> **Exercise requirements**:
In the material below, find every line containing the string "balloon" and return it.

Material supplied below:

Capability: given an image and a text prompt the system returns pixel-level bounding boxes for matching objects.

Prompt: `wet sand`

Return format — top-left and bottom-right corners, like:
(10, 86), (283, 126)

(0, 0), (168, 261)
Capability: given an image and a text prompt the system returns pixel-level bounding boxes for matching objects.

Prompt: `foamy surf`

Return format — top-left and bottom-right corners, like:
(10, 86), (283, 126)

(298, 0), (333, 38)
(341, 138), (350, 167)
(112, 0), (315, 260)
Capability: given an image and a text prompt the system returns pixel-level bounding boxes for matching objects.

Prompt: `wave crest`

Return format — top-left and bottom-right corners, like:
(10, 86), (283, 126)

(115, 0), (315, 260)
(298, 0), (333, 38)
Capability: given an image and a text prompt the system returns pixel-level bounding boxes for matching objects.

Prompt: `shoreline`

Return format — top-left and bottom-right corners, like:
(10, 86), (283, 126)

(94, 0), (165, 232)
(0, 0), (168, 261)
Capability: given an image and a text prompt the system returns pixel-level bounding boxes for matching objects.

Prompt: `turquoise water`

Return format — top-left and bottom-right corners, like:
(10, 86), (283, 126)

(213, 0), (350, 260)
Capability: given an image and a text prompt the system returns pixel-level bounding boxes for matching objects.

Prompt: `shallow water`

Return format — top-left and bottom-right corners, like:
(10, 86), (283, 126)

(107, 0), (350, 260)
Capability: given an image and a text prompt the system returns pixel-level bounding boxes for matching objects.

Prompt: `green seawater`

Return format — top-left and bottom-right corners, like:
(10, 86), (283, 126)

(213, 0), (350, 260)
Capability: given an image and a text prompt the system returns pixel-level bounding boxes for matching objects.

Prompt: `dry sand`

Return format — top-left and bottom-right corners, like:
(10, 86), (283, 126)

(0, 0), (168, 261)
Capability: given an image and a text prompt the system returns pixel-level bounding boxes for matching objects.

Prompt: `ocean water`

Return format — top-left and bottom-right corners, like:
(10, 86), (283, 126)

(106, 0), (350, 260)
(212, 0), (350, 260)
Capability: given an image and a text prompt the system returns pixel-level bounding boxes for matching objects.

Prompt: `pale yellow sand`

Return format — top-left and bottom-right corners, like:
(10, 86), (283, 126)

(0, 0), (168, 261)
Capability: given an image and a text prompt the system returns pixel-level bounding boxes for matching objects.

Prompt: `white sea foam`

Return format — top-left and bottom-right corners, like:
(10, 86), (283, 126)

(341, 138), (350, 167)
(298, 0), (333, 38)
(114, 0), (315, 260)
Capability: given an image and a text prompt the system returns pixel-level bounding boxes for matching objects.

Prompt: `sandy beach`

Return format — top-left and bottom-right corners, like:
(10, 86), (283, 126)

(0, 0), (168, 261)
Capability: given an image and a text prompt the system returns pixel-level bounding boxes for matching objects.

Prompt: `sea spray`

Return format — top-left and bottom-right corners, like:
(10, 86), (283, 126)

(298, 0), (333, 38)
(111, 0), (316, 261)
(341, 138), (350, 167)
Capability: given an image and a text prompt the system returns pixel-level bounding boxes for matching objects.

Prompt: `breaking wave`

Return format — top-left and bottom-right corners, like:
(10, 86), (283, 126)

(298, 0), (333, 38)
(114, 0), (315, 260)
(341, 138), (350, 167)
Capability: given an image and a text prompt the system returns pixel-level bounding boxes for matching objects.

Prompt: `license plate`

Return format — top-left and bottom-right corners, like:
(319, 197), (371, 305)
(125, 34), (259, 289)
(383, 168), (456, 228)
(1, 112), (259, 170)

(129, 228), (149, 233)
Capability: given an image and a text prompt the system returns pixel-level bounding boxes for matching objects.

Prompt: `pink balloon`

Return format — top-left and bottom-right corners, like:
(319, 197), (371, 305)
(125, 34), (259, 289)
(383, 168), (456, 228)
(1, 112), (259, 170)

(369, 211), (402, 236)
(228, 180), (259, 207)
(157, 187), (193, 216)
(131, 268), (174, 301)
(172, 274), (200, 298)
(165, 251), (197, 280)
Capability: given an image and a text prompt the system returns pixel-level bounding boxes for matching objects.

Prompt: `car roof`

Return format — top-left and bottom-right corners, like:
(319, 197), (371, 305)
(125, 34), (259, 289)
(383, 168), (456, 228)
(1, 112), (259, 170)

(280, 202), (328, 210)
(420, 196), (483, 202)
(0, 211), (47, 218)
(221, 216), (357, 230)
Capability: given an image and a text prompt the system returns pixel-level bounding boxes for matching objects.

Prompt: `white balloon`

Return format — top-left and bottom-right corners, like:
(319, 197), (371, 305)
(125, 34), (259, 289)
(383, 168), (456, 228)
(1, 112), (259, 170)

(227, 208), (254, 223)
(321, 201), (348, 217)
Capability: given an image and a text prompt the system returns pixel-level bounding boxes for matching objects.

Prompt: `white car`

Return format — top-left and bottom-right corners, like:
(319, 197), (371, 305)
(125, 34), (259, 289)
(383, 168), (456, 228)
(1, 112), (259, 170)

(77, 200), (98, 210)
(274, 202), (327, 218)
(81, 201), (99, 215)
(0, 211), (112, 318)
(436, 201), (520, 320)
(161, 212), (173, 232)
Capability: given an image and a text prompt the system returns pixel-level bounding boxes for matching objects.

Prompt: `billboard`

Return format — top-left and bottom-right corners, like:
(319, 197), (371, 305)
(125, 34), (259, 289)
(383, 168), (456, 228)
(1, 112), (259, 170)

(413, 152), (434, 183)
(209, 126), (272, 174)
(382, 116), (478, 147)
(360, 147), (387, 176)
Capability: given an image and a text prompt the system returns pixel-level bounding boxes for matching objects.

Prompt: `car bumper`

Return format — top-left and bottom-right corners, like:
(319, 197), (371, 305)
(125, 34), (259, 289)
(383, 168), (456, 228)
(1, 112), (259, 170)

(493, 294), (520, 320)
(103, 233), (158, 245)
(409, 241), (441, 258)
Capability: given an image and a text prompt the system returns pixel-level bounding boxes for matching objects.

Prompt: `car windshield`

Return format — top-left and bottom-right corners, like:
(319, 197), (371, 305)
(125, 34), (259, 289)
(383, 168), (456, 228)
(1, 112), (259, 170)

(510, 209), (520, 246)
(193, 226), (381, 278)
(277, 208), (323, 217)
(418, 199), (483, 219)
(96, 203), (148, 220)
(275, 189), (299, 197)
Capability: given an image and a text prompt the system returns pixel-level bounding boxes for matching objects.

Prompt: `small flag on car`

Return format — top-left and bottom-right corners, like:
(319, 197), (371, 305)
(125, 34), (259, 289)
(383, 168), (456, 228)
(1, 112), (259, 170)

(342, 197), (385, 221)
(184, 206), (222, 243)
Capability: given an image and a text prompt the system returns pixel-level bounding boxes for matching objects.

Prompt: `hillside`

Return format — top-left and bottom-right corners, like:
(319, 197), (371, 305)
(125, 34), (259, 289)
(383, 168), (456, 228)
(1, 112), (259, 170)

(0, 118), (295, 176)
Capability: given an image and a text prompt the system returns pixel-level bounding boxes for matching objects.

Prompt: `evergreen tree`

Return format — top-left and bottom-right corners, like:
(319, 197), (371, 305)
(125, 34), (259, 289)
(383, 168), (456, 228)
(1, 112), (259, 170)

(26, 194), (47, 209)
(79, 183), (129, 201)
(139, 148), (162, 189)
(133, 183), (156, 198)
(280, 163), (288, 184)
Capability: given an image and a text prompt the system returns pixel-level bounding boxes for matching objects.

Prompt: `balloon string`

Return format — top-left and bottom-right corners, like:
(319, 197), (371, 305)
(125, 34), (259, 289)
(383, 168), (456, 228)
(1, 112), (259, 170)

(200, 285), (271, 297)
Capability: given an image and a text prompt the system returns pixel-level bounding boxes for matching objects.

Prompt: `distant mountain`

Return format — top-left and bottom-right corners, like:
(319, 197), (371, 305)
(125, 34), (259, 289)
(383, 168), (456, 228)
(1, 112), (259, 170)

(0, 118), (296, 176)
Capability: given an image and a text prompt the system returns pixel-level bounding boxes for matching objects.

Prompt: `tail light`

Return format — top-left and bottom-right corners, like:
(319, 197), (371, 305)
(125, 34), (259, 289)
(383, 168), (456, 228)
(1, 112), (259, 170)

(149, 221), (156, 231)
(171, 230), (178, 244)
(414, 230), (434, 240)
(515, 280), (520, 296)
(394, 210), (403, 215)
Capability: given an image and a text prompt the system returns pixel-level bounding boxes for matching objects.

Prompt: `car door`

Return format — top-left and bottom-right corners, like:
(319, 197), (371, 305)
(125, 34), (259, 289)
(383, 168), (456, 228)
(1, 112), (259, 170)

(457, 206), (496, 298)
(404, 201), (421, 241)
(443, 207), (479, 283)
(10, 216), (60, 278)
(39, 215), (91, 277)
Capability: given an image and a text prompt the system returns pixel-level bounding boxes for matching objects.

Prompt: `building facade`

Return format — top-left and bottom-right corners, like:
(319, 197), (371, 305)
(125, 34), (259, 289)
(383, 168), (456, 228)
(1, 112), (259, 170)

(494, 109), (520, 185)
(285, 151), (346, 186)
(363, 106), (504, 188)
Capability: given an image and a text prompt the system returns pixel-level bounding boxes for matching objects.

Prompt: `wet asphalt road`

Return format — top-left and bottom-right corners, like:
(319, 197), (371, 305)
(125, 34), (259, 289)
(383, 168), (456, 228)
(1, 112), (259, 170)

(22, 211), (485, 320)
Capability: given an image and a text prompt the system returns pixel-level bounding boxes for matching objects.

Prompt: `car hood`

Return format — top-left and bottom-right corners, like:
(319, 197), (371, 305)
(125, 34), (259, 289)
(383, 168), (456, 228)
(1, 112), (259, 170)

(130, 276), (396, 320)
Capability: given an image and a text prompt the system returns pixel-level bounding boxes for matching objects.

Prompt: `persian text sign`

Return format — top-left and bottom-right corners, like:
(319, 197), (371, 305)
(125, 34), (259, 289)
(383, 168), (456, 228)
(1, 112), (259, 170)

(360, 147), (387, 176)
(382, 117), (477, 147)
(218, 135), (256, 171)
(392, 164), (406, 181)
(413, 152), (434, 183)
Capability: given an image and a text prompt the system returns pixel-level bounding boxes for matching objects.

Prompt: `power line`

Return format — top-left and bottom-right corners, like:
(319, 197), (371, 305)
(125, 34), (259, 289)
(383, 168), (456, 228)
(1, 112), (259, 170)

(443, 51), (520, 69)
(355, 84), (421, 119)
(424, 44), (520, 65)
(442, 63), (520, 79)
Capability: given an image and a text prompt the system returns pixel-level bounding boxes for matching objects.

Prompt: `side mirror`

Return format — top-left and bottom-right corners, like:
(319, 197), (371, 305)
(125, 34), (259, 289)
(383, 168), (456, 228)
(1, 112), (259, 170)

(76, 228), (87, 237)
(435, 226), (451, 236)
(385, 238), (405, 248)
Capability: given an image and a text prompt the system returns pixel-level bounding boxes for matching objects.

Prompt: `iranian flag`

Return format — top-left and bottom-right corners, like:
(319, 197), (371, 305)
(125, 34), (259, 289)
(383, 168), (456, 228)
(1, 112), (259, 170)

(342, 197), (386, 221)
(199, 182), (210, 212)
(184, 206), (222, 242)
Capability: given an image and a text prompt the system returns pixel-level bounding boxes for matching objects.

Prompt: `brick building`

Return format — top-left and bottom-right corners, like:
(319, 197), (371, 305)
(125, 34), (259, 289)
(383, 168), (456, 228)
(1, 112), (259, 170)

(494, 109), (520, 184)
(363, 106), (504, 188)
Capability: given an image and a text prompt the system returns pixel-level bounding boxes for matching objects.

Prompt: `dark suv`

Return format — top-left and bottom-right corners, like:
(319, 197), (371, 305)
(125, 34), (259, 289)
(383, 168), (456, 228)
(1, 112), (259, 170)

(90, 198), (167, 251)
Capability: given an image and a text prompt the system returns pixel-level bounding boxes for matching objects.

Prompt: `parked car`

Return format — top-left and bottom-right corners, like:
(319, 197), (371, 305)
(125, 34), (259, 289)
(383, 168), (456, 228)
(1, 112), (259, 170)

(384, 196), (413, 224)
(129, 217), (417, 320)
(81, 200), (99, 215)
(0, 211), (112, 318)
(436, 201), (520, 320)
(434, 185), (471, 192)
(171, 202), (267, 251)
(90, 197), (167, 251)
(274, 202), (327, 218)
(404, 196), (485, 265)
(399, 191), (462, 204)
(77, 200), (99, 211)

End of Material supplied.

> **Task output**:
Prompt: `pink balloon`
Prompt: `white balloon`
Prompt: `balloon string`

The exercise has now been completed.